** Stated goal **
Which lines of the records contain the word "saddle"? Filter them out and copy each one.

** Given data **
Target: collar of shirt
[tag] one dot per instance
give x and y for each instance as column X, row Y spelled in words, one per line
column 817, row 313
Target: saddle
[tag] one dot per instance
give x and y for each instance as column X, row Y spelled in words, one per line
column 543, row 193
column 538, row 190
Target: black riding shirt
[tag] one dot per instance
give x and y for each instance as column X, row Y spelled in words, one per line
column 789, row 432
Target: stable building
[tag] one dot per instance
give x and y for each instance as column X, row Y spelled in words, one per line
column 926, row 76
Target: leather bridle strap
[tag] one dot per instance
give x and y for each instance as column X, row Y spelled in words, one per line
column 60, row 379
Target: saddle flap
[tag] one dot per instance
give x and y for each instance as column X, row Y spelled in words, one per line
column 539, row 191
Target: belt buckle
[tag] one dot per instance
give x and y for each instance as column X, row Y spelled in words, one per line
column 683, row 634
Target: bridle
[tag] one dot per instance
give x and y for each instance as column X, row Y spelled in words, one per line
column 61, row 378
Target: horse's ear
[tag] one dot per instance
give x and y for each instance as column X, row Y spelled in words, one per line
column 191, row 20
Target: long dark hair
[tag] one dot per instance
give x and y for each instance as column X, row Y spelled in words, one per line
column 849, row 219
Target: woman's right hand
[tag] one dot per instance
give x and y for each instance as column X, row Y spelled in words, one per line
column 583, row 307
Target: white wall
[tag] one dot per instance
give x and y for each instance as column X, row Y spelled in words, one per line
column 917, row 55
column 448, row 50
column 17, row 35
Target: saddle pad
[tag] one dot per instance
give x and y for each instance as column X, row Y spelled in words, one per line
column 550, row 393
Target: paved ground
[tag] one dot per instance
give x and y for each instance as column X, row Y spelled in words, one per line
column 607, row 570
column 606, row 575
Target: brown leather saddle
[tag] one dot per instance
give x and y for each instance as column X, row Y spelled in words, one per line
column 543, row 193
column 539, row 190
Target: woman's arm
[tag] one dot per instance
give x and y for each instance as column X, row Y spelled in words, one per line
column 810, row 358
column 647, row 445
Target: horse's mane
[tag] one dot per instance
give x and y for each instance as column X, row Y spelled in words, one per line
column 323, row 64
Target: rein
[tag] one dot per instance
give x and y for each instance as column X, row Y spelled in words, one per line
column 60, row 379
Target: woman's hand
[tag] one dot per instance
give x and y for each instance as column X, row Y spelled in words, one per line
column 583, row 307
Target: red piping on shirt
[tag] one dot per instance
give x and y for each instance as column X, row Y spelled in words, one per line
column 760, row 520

...

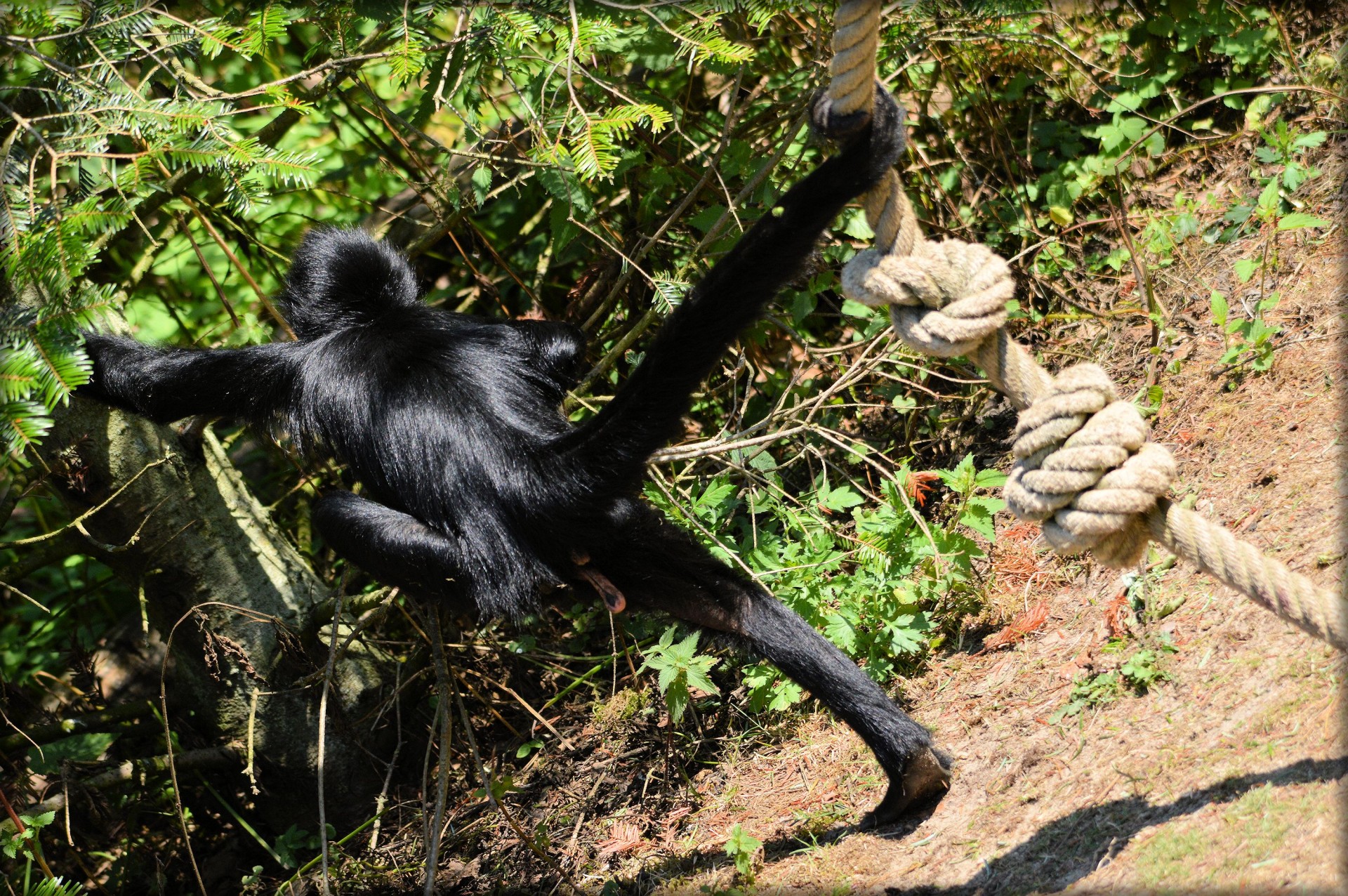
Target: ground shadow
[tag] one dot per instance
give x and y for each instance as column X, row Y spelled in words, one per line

** Task result **
Target: saddle
Target: saddle flap
Target: saddle pad
Target: brown leather saddle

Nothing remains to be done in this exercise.